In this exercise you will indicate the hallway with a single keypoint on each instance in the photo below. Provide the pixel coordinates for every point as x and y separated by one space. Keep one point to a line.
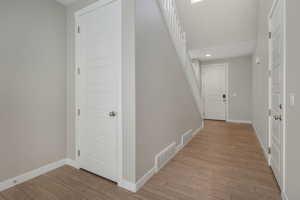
223 162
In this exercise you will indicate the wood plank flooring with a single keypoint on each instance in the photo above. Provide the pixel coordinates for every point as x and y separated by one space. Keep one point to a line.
223 162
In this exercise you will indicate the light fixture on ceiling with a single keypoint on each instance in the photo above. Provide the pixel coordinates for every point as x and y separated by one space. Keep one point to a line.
195 1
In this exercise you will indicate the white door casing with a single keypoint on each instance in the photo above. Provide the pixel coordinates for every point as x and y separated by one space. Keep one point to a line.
215 93
277 90
98 91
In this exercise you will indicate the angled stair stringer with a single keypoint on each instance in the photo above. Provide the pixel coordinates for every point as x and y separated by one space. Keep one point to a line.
171 18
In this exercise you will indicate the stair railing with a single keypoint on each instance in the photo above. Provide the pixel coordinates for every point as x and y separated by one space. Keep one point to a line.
171 16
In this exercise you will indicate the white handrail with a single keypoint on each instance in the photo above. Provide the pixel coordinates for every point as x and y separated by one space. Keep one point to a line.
170 13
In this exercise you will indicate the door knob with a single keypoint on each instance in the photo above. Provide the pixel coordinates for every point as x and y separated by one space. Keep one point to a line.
277 117
112 114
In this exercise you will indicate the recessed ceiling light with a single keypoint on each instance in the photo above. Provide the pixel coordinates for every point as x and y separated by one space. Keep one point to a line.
195 1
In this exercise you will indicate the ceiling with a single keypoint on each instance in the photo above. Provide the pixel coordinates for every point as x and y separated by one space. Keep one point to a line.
66 2
222 28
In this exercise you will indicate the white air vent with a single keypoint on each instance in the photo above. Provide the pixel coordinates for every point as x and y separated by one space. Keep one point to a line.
165 156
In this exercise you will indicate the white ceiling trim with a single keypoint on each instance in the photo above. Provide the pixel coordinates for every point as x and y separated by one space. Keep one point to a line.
225 51
66 2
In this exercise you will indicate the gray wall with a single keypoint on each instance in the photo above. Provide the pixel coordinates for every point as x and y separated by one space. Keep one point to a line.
32 85
260 75
239 82
293 113
165 107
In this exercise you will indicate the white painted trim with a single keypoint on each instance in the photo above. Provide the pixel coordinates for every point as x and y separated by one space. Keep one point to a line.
284 196
134 187
266 154
226 65
72 163
119 154
31 174
142 181
127 185
284 120
91 7
163 151
239 121
181 145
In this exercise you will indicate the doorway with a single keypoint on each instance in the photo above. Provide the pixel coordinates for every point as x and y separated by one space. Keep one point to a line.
277 91
215 91
98 88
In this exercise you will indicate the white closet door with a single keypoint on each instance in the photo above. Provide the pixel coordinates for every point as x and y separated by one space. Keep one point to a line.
99 54
215 91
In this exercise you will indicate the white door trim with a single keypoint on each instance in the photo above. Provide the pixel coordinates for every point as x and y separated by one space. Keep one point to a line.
226 65
119 155
284 91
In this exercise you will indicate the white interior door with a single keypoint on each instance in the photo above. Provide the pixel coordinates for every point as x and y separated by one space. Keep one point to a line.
99 59
214 91
277 89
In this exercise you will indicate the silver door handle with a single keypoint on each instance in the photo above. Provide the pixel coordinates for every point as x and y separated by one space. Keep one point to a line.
277 117
112 114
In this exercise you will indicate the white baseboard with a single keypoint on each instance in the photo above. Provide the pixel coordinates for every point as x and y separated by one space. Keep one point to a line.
72 163
266 154
132 187
239 121
284 196
194 133
30 175
142 181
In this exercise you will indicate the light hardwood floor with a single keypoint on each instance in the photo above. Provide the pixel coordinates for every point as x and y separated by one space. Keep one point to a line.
223 162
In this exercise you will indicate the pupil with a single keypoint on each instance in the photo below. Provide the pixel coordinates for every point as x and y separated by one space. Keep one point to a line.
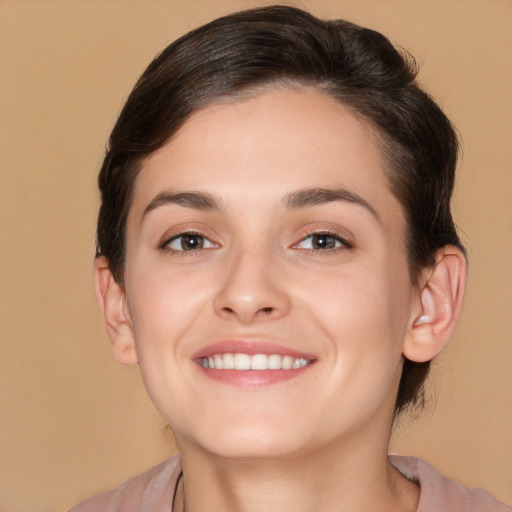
191 242
323 242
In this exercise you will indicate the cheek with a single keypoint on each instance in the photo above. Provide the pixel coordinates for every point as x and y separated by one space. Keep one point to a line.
163 306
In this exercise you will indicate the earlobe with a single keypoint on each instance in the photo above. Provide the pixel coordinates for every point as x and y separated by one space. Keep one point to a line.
111 299
439 305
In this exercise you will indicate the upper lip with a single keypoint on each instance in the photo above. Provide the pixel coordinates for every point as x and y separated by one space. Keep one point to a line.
250 347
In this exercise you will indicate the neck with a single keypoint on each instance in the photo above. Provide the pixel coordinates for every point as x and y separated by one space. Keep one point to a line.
330 480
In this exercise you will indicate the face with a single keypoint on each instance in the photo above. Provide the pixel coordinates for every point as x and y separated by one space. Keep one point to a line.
266 279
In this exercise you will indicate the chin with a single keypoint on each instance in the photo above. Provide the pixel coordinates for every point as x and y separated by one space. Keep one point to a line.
253 440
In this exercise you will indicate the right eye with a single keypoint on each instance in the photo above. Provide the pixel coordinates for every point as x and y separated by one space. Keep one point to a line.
188 242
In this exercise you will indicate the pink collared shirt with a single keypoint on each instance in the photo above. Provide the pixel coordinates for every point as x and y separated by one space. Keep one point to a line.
153 491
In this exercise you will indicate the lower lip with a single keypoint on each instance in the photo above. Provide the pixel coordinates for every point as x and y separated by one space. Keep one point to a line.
253 378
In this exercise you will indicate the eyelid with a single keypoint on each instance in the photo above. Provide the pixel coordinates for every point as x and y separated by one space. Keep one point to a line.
180 232
344 243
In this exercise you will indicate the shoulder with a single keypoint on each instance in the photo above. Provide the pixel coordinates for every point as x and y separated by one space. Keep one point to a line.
441 493
151 491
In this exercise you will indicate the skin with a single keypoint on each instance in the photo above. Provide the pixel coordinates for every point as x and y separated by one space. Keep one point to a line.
318 440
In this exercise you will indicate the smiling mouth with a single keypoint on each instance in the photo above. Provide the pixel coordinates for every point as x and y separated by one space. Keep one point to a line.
240 361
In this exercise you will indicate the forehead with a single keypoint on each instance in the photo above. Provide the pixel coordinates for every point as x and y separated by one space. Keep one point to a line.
270 144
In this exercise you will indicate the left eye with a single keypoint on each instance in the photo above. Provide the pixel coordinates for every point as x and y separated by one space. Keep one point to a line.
319 241
189 242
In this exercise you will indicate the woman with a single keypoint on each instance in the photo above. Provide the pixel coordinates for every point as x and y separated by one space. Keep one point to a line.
276 252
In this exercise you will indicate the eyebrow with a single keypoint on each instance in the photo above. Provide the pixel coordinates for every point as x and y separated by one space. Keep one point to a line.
319 196
196 200
299 199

━━━

Without the pictures, extract every entry verbatim.

In this exercise you will indicate the hallway with a single keypoint on each instance in the photo below. Provide the pixel coordinates for every point as x and y separated by one space. Keep one point to a line.
223 162
In this exercise you will indicate the wood plank flooring with a single keypoint on each instance in the photo above. Provide the pixel coordinates for every point as x and y separated by one space. Keep one point to a line.
223 162
In this exercise you will indicate the light fixture on ceiling with a single keypoint on each instance in the photo above. Provide the pixel coordinates for every point as x and y separated by one space. Keep one point to a line.
195 1
In this exercise you will indicate the white door casing with a single keypoint on each instance in the photo above. Provide the pixel coordinates for every point as x and y separated by one space. Keep one point to a line.
215 93
277 90
98 91
In this exercise you will indicate the angled stair stringer with a single keypoint on each instance in the photo above. Provide the pixel coordinates for every point as x and y separated by one space. Keep one point to a line.
171 18
In this exercise you will indicate the stair railing with a single keypoint on each instance in the photo above. Provide the pixel coordinates for every point as x and y separated by one space. Keep one point to a line.
171 16
In this exercise you will indicate the white handrail with a single keypoint on each instance in the photo above. Provide the pixel coordinates for every point as x and y separated by one space. Keep one point to a line.
170 13
In this exercise you will indicate the door knob with a single keypoint on each instance in the photo above. Provide the pixel coordinates for every point as x and y separated by one space. Keep one point to a line.
277 117
112 114
In this exercise you will indicate the recessed ceiling light with a single keypoint on each instance in the photo above. Provide the pixel coordinates for every point as x and y separated by one space. Keep one point to a line.
195 1
In this exercise you will indicate the ceiling with a single keypoint on each instance in the photo above. Provide the pixel coordinates for every point as x and y separated by one space. Keep one point to a line.
66 2
222 28
In this exercise you will indicate the white air vent with a single keypoint on each instance in the photo above. Provide the pixel coordinates for every point as x and y separated by one space. Keep one point to a line.
165 156
In this exercise you will indicate the white ceiling trim with a single keypoint on each instance in the photo above. Provide the pixel coordinates for every point as x and y separated by one space. Keep one point to a line.
225 51
66 2
In this exercise you will indicate the gray wall with a single keypoint on each instance in the photo above. Provide the pixel coordinates for every point as x and y separated by one space. Keep one point to a line.
32 85
260 75
239 82
293 113
165 107
In this exercise you will indicate the white painted trim with a single keypoint on each instance in the photo above. Provide the pixel coordinates for every point as x and y separated by one space. Keep one point to a line.
284 196
134 187
266 154
226 65
72 163
119 154
31 174
142 181
127 185
284 120
91 7
163 151
239 121
181 145
In this exercise you will indicate the doorway with a single keypoint on each instance in the photo above. Provide the pixel coordinates for every point as x and y separated by one space. Keep one point to a line.
277 91
215 91
98 88
In this exercise you will indicate the white closet door with a single keypoint on each instance in the photo above. Provide the pixel coordinates for every point as x and y separated by one space. Keep one point to a line.
99 54
215 91
In this exercise you will indicate the white door trim with a single keypoint on each instance in the photo above. Provide the pixel coordinates for every point as x and y separated by one space. Keep one point to a line.
226 65
119 155
284 91
In this exercise you will indicate the white interior door with a single keypoint on each instance in the photo above. Provide the pixel coordinates for every point as x and y separated by one space. Keep one point to a line.
99 59
214 91
277 89
In this exercise you will indicate the silver door handle with a single keypoint on each instance in the photo above. Provide the pixel coordinates for every point as x and y separated by one space. Keep one point to a line.
277 117
112 114
In this exercise you will indicate the white baseboard with a single keypoint on each instance in the photo above. Provide the pixel coordinates for every point as x and y separated by one space. Keep one point to a line.
72 163
266 154
132 187
239 121
284 196
194 133
30 175
142 181
In this exercise you will indicate the light hardwood floor with a single keypoint on each instance in the photo above. Provide the pixel coordinates for every point as x and y separated by one space. Keep one point to a line.
223 162
In this exercise you will indicate the pupil with a single keypoint on each instance in the photo below. Provide the pixel coordinates for every point as x and y separated by one space. Keep one point to a line.
191 242
323 242
In this exercise you will indicate the cheek with a single keypoint on each instance in the photo above. Provide the pixel coordinates for every point as x and y separated by one space. Keep one point to a line.
163 306
In this exercise you will indicate the earlobe with a single keypoint on each instance in the photo above. Provide the pixel coordinates for every point as x and y separated by one space. Keep one point to a line.
111 299
439 305
In this exercise you will indicate the upper lip with a single keypoint on each instance in the photo above. Provide the pixel coordinates for every point as x and y separated by one space. Keep one point to a line.
250 347
In this exercise you will indicate the neck with a single keypoint on each instance in the photo above. Provide the pixel coordinates for every point as x and y separated by one space. Keep one point to a line.
330 480
In this exercise you will indicate the face with a single keypoint on each instance in the photo above. Provide the pixel coordinates for every point as x and y separated by one space. Keep one point to a line.
266 279
In this exercise you will indicate the chin with a single keypoint on each instance in the photo above. Provide the pixel coordinates for every point as x and y separated by one space. Keep one point to a line.
253 440
In this exercise you will indicate the right eye with a single keypoint on each instance in the photo above. Provide the pixel coordinates for every point as x and y separated by one space. Keep one point to a line.
188 242
In this exercise you will indicate the pink collared shirt with a single keypoint on each instance in the photo above. Provide the pixel coordinates for every point as x and y separated by one space. Keep one point to a line.
153 491
In this exercise you will indicate the lower lip with a single keypoint on each instance in the photo above. Provide the pixel coordinates for every point as x and y separated by one space. Keep one point to a line.
253 378
In this exercise you will indicate the eyelid with a single keypoint on each instance in the photo above. Provide the pixel coordinates for every point as x and y separated by one space. Keep one point to a line.
180 232
344 243
In this exercise you will indicate the shoulder with a single keypoint on each instance in the photo above. Provide the pixel coordinates for every point as x and y separated by one space. Keep one point to a line.
441 493
151 491
In this exercise you will indicate the skin with a single keypoint on each instance in the photo above. Provide the pixel coordinates for every point as x and y separated by one space. Keep one point to a line.
318 440
In this exercise you will indicate the smiling mouth with a single keypoint on each instance in the photo above. Provide the pixel coordinates for every point as x and y separated by one space. Keep one point to a line.
240 361
In this exercise you will indicate the forehead with a single keypoint on each instance in the photo above. Provide the pixel coordinates for every point as x and y separated by one space. Keep one point to a line.
270 144
In this exercise you will indicate the left eye with a single keypoint on each instance in the photo above. Provide the pixel coordinates for every point as x and y separated by one space. Keep one point to a line.
319 241
189 242
In this exercise you will indicate the woman with a single keypoint on each instance in the photo above. Provide the pixel coordinates for every point as x and y separated by one space. Keep one point to a line.
276 252
In this exercise you will indicate the eyebrow with a single keypoint on each instance in the photo above. Provide the pixel coordinates for every point as x and y separated by one space. Keep one point to a line.
319 196
196 200
299 199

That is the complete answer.